Dataset

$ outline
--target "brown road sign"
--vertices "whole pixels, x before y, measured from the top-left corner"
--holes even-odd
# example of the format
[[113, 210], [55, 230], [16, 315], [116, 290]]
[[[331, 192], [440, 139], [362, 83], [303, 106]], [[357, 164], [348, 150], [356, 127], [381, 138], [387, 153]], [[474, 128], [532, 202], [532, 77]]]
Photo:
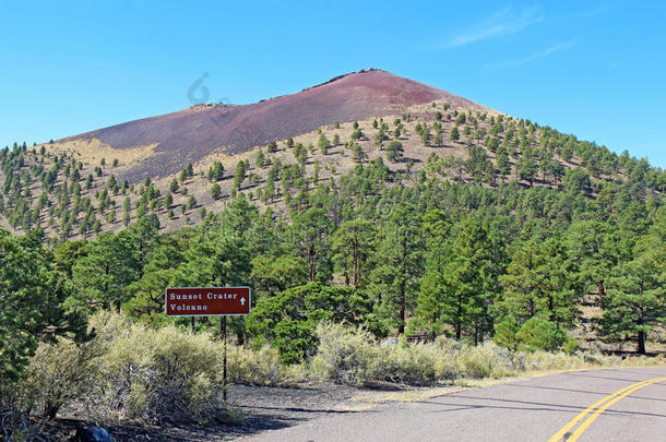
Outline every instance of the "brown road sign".
[[164, 300], [167, 316], [250, 314], [250, 287], [169, 287]]

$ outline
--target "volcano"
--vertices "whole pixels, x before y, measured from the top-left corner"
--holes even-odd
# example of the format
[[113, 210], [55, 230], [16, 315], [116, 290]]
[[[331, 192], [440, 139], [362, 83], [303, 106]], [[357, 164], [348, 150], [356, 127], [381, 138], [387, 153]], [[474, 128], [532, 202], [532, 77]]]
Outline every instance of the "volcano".
[[177, 172], [213, 152], [233, 156], [321, 126], [400, 115], [409, 106], [445, 100], [483, 107], [445, 91], [370, 69], [336, 76], [297, 94], [249, 105], [194, 105], [59, 140], [98, 141], [114, 150], [153, 145], [152, 155], [126, 175], [131, 181]]

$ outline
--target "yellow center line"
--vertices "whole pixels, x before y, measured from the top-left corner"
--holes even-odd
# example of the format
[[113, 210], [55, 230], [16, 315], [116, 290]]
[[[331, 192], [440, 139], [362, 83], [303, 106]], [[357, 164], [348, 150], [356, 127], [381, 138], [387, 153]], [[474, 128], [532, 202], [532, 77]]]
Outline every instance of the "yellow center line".
[[596, 411], [594, 411], [594, 415], [590, 416], [590, 417], [587, 418], [587, 420], [585, 420], [585, 421], [584, 421], [584, 422], [583, 422], [583, 423], [582, 423], [582, 425], [581, 425], [581, 426], [580, 426], [580, 427], [579, 427], [579, 428], [578, 428], [578, 429], [576, 429], [576, 430], [575, 430], [575, 431], [574, 431], [574, 432], [571, 434], [571, 437], [570, 437], [569, 439], [567, 439], [567, 442], [574, 442], [574, 441], [576, 441], [576, 440], [578, 440], [578, 439], [581, 437], [581, 434], [583, 433], [583, 431], [585, 431], [585, 429], [586, 429], [587, 427], [590, 427], [590, 425], [591, 425], [591, 423], [594, 421], [594, 419], [598, 418], [598, 417], [599, 417], [599, 415], [600, 415], [602, 413], [604, 413], [606, 409], [608, 409], [608, 407], [610, 407], [610, 406], [611, 406], [613, 404], [615, 404], [616, 402], [620, 401], [622, 397], [629, 396], [631, 393], [635, 392], [637, 390], [644, 389], [644, 387], [646, 387], [647, 385], [651, 385], [651, 384], [654, 384], [654, 383], [657, 383], [657, 382], [662, 382], [662, 381], [666, 381], [666, 377], [664, 377], [664, 378], [656, 378], [656, 379], [650, 380], [650, 381], [645, 382], [644, 384], [639, 385], [639, 386], [634, 386], [633, 389], [631, 389], [630, 391], [628, 391], [628, 392], [626, 392], [626, 393], [621, 394], [620, 396], [617, 396], [616, 398], [614, 398], [614, 399], [611, 399], [611, 401], [608, 401], [606, 404], [604, 404], [604, 406], [603, 406], [603, 407], [600, 407], [599, 409], [597, 409]]
[[[578, 422], [580, 422], [581, 420], [583, 420], [583, 418], [585, 416], [587, 416], [588, 414], [591, 414], [595, 408], [597, 408], [598, 406], [600, 406], [602, 404], [604, 404], [607, 401], [611, 401], [614, 397], [621, 395], [622, 393], [627, 392], [626, 394], [631, 394], [633, 391], [638, 390], [638, 389], [642, 389], [643, 386], [647, 386], [651, 383], [654, 382], [659, 382], [662, 380], [666, 380], [666, 378], [656, 378], [656, 379], [649, 379], [645, 381], [641, 381], [641, 382], [637, 382], [635, 384], [631, 384], [629, 386], [626, 386], [623, 389], [618, 390], [617, 392], [609, 394], [606, 397], [600, 398], [599, 401], [595, 402], [594, 404], [592, 404], [591, 406], [588, 406], [587, 408], [585, 408], [583, 411], [581, 411], [576, 417], [574, 417], [573, 419], [571, 419], [571, 421], [569, 423], [567, 423], [564, 427], [562, 427], [557, 433], [552, 434], [549, 439], [548, 442], [559, 442], [569, 430], [571, 430], [573, 427], [575, 427], [575, 425]], [[635, 389], [635, 390], [631, 390], [631, 389]], [[625, 395], [622, 395], [621, 397], [625, 397]], [[617, 401], [619, 401], [621, 397], [617, 398]], [[616, 402], [617, 402], [616, 401]], [[615, 402], [614, 402], [615, 403]], [[613, 404], [610, 404], [613, 405]], [[609, 406], [610, 406], [609, 405]], [[607, 407], [606, 407], [607, 408]], [[604, 409], [606, 409], [604, 408]], [[600, 413], [599, 413], [600, 414]], [[597, 415], [598, 416], [598, 415]], [[596, 417], [594, 418], [596, 419]], [[592, 419], [592, 420], [594, 420]], [[590, 423], [592, 423], [592, 421], [590, 421]], [[587, 423], [587, 426], [585, 426], [585, 428], [587, 428], [590, 426], [590, 423]], [[582, 433], [582, 431], [581, 431]], [[573, 435], [573, 434], [572, 434]], [[579, 433], [580, 435], [580, 433]], [[574, 439], [567, 439], [567, 441], [573, 441]]]

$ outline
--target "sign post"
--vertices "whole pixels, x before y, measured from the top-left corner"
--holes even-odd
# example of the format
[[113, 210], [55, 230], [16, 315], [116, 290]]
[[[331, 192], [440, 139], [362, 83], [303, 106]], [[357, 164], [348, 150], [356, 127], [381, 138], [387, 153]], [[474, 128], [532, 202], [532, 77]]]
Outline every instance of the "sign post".
[[250, 314], [250, 287], [169, 287], [164, 294], [167, 316], [222, 316], [223, 399], [227, 401], [227, 316]]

The problem
Copy everything from the start of the records down to the line containing "175], [131, 181]]" again, requests included, adding 108 to every vertex coordinate in the answer outlines but leaving the numbers in the requests and their format samples unchanged. Leave the pictures out of your answer.

Full answer
$ outline
--target "brown road sign"
--vertices "whole pixels, x before y, measured from the top-left corner"
--holes even-odd
# example of the format
[[113, 210], [55, 230], [16, 315], [116, 290]]
[[[331, 192], [440, 139], [362, 83], [303, 106]], [[357, 164], [348, 150], [356, 127], [381, 138], [387, 153]], [[474, 128], [532, 202], [532, 77]]]
Photo:
Outline every instance of the "brown road sign".
[[272, 408], [275, 424], [358, 422], [358, 395], [277, 395]]

$ outline
--target "volcano"
--vertices "whole pixels, x before y, measured from the top-left corner"
--holes even-odd
# example of the format
[[113, 210], [55, 230], [16, 315], [116, 290]]
[[[331, 192], [440, 139], [362, 83], [303, 106]], [[357, 164], [348, 150], [356, 127], [381, 138], [387, 153]], [[474, 128], [532, 202], [532, 77]]]
Outline every instance of the "volcano".
[[285, 280], [321, 260], [341, 264], [429, 234], [508, 223], [517, 214], [553, 208], [591, 215], [553, 199], [478, 177], [444, 184], [405, 202], [357, 213], [302, 213], [167, 248], [206, 249], [222, 258], [261, 253], [260, 263], [234, 283], [239, 289]]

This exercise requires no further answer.